Stored records
»»
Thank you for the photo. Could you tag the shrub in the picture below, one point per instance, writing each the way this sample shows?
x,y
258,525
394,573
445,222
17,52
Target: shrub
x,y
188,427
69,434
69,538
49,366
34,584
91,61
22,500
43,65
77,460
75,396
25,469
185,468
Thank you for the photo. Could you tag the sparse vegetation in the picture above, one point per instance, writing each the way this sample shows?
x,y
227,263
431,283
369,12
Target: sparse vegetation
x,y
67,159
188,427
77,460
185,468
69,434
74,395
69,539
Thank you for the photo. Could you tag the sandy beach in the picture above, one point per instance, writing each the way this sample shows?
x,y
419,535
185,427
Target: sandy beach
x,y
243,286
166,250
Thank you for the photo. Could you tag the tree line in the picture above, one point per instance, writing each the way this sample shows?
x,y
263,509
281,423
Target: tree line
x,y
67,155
««
• Description of the task: Search the data for the string "sample". List each line that has it.

• Problem solution:
Thank you for the photo. Could you tag the shrub in the picture below, one point per instance, writing each the way this sample shows?
Thank you for the photo. Could you tag the sparse vegetation in the picture above, one point per instance, writing each the way this sample shows?
Thank you for the photo. Could you tag the sandy beach in the picture above, one point per instance, writing each the way this sample shows?
Thank you for the photo. Could you tag the tree line in the picture above, one point per instance, writing each the way this sample shows?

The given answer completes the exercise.